# Exercise requirements
Render the lines below, from the one containing "Task: indicate the tree trunk" through the one containing "x=316, y=623", inclusive, as a JSON list of strings with one string per line. Leave out any blank lines.

# The input
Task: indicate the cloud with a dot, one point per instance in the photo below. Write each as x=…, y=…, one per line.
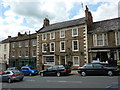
x=29, y=14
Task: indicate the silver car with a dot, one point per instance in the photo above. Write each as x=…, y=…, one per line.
x=12, y=75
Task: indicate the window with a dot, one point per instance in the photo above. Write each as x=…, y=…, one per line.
x=62, y=46
x=100, y=39
x=26, y=44
x=34, y=42
x=20, y=54
x=34, y=53
x=48, y=59
x=117, y=34
x=52, y=47
x=75, y=45
x=13, y=45
x=13, y=53
x=52, y=35
x=44, y=36
x=44, y=47
x=74, y=32
x=76, y=61
x=5, y=46
x=20, y=44
x=4, y=56
x=62, y=34
x=26, y=54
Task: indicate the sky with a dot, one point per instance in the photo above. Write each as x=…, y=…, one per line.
x=28, y=15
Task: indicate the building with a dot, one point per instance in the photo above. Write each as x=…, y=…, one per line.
x=4, y=53
x=104, y=40
x=63, y=42
x=23, y=50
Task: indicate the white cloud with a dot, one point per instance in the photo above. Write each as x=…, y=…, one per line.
x=34, y=11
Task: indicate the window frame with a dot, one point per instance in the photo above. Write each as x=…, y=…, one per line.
x=51, y=46
x=44, y=38
x=52, y=33
x=61, y=46
x=73, y=32
x=74, y=61
x=73, y=49
x=61, y=34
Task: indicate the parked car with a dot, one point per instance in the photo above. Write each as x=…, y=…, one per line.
x=12, y=75
x=56, y=70
x=29, y=70
x=97, y=69
x=13, y=68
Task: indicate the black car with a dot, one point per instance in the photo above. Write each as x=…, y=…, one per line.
x=56, y=70
x=97, y=69
x=11, y=75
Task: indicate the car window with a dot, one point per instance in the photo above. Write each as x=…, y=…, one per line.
x=25, y=69
x=6, y=72
x=88, y=66
x=97, y=65
x=50, y=68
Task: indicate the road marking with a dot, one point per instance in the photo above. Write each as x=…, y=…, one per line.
x=65, y=81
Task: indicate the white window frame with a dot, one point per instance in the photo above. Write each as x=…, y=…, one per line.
x=46, y=56
x=51, y=47
x=19, y=53
x=26, y=43
x=61, y=47
x=74, y=61
x=104, y=39
x=45, y=36
x=27, y=53
x=34, y=42
x=20, y=44
x=117, y=39
x=73, y=32
x=32, y=53
x=73, y=45
x=43, y=47
x=61, y=34
x=51, y=38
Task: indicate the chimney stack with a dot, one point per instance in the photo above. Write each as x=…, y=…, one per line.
x=89, y=17
x=46, y=22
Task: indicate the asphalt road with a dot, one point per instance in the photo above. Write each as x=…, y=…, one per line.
x=71, y=81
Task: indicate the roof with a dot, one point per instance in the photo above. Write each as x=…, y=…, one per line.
x=65, y=24
x=22, y=37
x=105, y=26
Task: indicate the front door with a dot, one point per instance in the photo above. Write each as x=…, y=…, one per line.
x=62, y=60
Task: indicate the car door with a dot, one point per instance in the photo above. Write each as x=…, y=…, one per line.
x=98, y=69
x=5, y=75
x=49, y=71
x=25, y=70
x=89, y=69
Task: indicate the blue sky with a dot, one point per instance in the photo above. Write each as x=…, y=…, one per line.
x=24, y=15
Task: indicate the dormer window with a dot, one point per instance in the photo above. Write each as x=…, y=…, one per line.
x=52, y=35
x=44, y=36
x=74, y=32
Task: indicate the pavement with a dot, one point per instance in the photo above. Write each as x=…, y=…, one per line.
x=74, y=72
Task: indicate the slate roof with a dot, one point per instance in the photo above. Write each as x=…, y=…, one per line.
x=105, y=26
x=20, y=38
x=65, y=24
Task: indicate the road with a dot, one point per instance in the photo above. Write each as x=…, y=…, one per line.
x=71, y=81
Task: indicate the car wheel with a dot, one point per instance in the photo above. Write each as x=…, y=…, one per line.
x=83, y=73
x=41, y=74
x=9, y=80
x=58, y=74
x=110, y=73
x=30, y=74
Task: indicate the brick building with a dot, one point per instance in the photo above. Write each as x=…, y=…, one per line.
x=23, y=50
x=104, y=40
x=63, y=42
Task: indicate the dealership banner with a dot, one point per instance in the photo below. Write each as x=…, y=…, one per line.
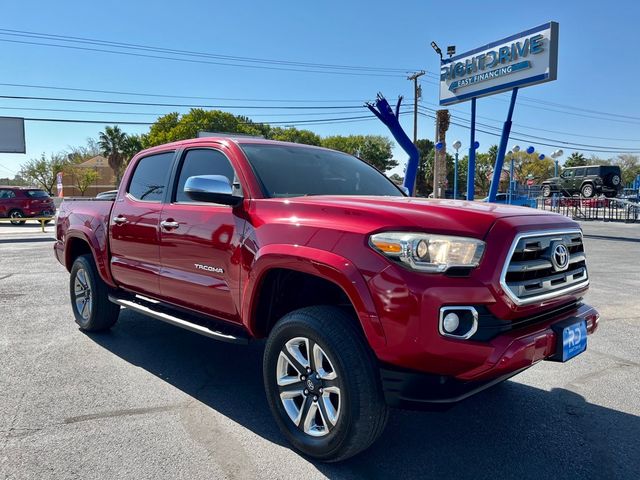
x=524, y=59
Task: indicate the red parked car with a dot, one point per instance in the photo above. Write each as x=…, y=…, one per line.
x=367, y=298
x=23, y=202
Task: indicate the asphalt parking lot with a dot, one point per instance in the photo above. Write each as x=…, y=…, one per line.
x=148, y=400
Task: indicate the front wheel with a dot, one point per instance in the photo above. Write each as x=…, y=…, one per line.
x=17, y=214
x=322, y=384
x=90, y=297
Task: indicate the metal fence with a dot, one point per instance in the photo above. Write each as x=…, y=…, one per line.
x=598, y=208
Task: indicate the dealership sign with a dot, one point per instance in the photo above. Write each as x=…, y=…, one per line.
x=520, y=60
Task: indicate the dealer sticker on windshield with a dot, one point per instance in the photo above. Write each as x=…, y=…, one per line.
x=574, y=340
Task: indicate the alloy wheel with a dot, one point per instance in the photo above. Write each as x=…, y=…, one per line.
x=308, y=386
x=82, y=292
x=17, y=215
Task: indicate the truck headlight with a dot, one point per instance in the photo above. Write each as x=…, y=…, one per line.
x=429, y=253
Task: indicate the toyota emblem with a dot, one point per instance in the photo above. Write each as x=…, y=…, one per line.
x=560, y=257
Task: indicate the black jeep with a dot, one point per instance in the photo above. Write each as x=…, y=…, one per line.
x=586, y=181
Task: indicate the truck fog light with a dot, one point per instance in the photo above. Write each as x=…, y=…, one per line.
x=459, y=322
x=451, y=322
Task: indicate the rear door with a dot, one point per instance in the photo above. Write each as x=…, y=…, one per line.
x=134, y=225
x=578, y=178
x=200, y=242
x=566, y=181
x=7, y=201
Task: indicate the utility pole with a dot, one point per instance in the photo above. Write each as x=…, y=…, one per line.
x=416, y=95
x=440, y=156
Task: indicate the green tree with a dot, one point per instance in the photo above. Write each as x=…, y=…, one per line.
x=82, y=177
x=132, y=145
x=629, y=166
x=43, y=170
x=112, y=142
x=576, y=159
x=483, y=171
x=373, y=149
x=173, y=126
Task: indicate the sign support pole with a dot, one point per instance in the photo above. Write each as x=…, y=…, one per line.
x=471, y=170
x=504, y=139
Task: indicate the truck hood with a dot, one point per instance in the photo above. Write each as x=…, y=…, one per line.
x=365, y=214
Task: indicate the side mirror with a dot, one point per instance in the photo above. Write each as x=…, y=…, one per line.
x=211, y=189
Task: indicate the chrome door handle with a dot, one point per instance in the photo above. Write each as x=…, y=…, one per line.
x=169, y=225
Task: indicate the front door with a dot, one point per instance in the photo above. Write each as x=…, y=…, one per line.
x=134, y=225
x=566, y=181
x=200, y=242
x=7, y=201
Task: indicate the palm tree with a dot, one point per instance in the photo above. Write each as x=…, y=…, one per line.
x=112, y=143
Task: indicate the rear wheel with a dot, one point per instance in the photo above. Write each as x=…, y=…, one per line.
x=322, y=384
x=90, y=297
x=17, y=214
x=587, y=190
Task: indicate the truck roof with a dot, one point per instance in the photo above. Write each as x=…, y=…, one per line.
x=238, y=140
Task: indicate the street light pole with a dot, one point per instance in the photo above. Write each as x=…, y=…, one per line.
x=515, y=149
x=456, y=145
x=416, y=96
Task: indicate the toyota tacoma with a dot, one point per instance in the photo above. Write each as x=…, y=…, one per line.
x=367, y=299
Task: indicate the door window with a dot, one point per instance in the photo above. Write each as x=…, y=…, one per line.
x=204, y=162
x=150, y=178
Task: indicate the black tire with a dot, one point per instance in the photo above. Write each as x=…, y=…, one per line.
x=17, y=214
x=362, y=410
x=97, y=313
x=587, y=190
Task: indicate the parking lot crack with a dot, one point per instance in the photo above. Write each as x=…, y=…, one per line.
x=122, y=413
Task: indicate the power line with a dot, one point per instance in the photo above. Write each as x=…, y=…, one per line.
x=544, y=103
x=185, y=105
x=156, y=114
x=158, y=95
x=135, y=46
x=558, y=143
x=536, y=128
x=316, y=121
x=198, y=61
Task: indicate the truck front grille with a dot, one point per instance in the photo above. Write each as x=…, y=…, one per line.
x=544, y=265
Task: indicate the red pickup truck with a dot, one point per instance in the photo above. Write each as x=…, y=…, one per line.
x=367, y=298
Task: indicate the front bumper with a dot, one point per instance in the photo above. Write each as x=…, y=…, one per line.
x=513, y=352
x=40, y=212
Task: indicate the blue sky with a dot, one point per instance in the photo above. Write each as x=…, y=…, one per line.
x=596, y=70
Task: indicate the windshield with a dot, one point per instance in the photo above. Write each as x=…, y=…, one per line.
x=291, y=171
x=37, y=194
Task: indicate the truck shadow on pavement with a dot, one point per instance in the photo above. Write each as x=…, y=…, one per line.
x=509, y=431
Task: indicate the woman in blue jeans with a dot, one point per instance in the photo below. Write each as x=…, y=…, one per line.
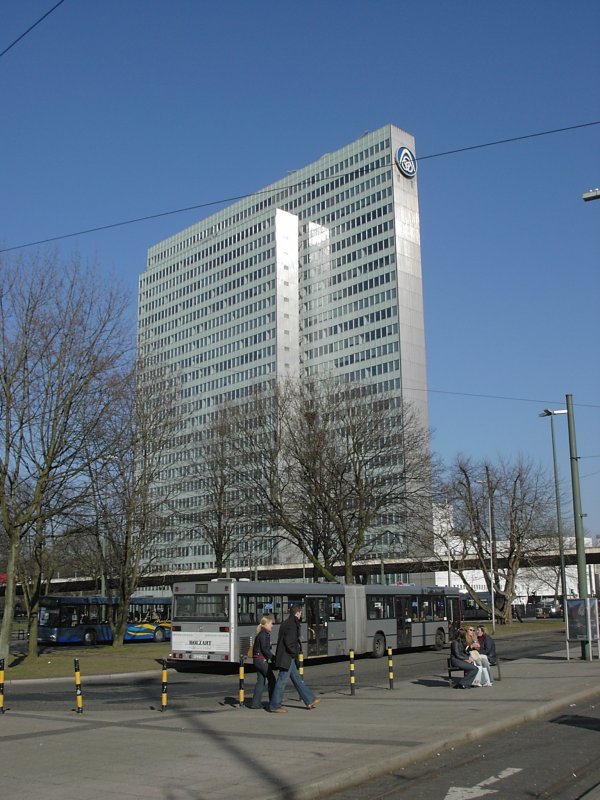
x=262, y=656
x=460, y=658
x=288, y=649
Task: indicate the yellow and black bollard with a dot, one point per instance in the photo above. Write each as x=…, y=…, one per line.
x=241, y=698
x=78, y=695
x=2, y=709
x=163, y=696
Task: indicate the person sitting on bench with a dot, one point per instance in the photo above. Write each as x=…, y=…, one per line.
x=460, y=659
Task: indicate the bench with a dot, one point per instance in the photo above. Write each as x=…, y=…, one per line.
x=452, y=669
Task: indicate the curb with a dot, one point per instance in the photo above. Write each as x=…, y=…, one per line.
x=313, y=790
x=87, y=678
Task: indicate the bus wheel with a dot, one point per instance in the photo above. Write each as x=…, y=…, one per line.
x=89, y=637
x=378, y=645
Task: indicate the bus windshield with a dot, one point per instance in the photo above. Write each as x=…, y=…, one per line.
x=201, y=607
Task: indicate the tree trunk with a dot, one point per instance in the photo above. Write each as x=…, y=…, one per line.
x=9, y=597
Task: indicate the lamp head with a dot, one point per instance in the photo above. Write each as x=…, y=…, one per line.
x=549, y=413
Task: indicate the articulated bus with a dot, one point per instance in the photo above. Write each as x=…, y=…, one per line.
x=216, y=620
x=69, y=619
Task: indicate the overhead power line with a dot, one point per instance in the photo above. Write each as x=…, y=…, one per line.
x=234, y=199
x=31, y=27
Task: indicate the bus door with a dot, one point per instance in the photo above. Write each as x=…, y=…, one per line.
x=404, y=621
x=316, y=623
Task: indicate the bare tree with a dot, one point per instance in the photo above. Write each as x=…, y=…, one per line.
x=61, y=338
x=498, y=515
x=327, y=462
x=130, y=494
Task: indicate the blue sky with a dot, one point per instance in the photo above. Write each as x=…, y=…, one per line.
x=118, y=109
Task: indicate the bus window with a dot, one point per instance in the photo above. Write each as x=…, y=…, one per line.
x=336, y=608
x=439, y=608
x=267, y=605
x=380, y=607
x=287, y=601
x=202, y=607
x=425, y=611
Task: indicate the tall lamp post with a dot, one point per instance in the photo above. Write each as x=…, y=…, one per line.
x=492, y=592
x=563, y=580
x=577, y=513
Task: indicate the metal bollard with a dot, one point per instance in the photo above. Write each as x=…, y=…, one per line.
x=78, y=695
x=241, y=690
x=2, y=709
x=163, y=697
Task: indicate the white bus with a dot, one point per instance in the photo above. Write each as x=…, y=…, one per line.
x=216, y=620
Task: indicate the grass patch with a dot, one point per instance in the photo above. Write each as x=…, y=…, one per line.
x=98, y=660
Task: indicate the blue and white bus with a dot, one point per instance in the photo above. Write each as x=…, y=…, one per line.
x=69, y=619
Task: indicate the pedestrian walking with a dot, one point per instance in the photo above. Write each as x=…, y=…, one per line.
x=461, y=659
x=262, y=656
x=288, y=648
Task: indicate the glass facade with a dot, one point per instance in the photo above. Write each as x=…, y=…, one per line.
x=318, y=273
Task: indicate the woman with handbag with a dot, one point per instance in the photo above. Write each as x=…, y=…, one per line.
x=262, y=655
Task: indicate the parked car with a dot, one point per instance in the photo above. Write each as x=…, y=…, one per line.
x=548, y=609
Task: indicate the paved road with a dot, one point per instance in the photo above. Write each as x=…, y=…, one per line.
x=203, y=747
x=555, y=757
x=194, y=690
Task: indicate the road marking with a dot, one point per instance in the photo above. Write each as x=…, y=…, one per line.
x=479, y=790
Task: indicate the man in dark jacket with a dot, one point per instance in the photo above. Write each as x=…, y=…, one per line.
x=288, y=649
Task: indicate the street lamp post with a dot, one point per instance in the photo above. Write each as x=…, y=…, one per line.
x=577, y=513
x=492, y=590
x=563, y=580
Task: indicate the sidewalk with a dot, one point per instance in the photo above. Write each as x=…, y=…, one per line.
x=221, y=752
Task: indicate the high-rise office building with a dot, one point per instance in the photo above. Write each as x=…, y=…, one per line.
x=317, y=274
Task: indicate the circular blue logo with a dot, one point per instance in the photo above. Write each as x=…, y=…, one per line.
x=406, y=162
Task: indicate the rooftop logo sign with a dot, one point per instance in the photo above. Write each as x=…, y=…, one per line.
x=406, y=162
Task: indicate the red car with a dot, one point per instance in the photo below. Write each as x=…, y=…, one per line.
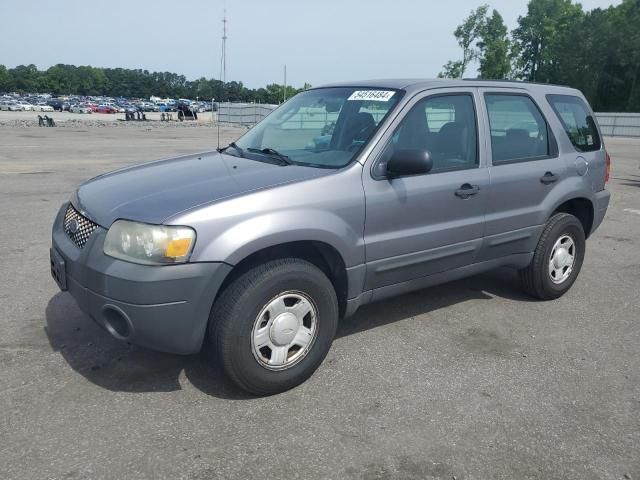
x=105, y=109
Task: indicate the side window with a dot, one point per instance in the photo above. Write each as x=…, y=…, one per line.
x=577, y=122
x=518, y=130
x=445, y=126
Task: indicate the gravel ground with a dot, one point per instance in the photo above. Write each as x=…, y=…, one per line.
x=469, y=380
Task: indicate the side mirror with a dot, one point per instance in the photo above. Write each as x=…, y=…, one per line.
x=409, y=162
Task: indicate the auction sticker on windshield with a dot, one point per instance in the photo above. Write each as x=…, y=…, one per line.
x=372, y=95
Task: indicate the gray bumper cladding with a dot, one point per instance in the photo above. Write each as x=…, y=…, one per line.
x=164, y=308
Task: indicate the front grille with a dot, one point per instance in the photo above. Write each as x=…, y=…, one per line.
x=77, y=227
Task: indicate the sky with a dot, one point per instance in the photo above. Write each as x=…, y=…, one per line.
x=320, y=41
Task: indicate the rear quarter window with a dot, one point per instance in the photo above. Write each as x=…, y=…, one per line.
x=577, y=121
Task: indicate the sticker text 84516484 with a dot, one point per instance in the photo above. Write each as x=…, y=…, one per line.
x=372, y=95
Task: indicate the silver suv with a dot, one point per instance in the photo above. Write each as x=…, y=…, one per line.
x=345, y=195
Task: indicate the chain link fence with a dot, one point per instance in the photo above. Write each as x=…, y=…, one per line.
x=619, y=124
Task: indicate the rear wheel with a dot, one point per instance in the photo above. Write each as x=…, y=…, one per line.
x=557, y=259
x=273, y=325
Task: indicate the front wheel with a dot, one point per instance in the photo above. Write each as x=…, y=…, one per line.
x=557, y=259
x=273, y=325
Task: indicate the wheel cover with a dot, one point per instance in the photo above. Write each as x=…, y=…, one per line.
x=285, y=330
x=562, y=259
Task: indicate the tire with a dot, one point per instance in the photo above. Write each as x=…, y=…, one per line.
x=243, y=308
x=538, y=279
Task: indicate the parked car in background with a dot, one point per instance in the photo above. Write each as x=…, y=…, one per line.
x=42, y=107
x=10, y=106
x=106, y=109
x=80, y=108
x=24, y=105
x=58, y=105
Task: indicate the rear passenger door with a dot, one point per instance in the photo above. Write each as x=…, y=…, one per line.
x=525, y=169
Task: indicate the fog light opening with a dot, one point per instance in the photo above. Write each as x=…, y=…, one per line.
x=117, y=322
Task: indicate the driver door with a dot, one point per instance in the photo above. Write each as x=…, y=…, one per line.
x=425, y=224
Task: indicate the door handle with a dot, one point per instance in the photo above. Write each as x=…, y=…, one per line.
x=549, y=178
x=467, y=190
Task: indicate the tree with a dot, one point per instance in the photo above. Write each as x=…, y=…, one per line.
x=467, y=34
x=542, y=36
x=494, y=48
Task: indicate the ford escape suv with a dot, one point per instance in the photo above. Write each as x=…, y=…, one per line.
x=345, y=195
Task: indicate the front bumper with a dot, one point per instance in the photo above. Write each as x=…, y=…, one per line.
x=165, y=308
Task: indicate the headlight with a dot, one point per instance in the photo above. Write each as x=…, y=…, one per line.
x=149, y=244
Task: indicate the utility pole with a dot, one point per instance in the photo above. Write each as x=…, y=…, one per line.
x=223, y=58
x=284, y=87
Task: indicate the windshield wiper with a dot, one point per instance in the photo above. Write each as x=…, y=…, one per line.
x=285, y=160
x=234, y=146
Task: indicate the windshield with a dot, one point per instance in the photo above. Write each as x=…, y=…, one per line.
x=324, y=127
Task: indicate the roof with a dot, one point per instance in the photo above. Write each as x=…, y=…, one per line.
x=416, y=84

# Answer to the problem
[
  "Task: indicate the tree trunk with a dot, one point per instance in the photo above. Write each as x=…, y=…, one per line.",
  "x=9, y=597",
  "Task: indicate the lamp head with a dot, one point per instance in the photo above. Write each as x=…, y=…, one per line.",
  "x=549, y=413",
  "Task: indicate the articulated bus with a dot, one point per instance in the photo above. Write each as x=…, y=…, one per line.",
  "x=216, y=620",
  "x=69, y=619",
  "Task: indicate the overhead power line with a dot, one point per instance in the photo above. Write each as x=…, y=…, one per line.",
  "x=234, y=199",
  "x=31, y=27",
  "Task: indicate the bus door with a dot, one point per instance in the photo above. Write each as x=…, y=…, one per line.",
  "x=404, y=621",
  "x=316, y=623"
]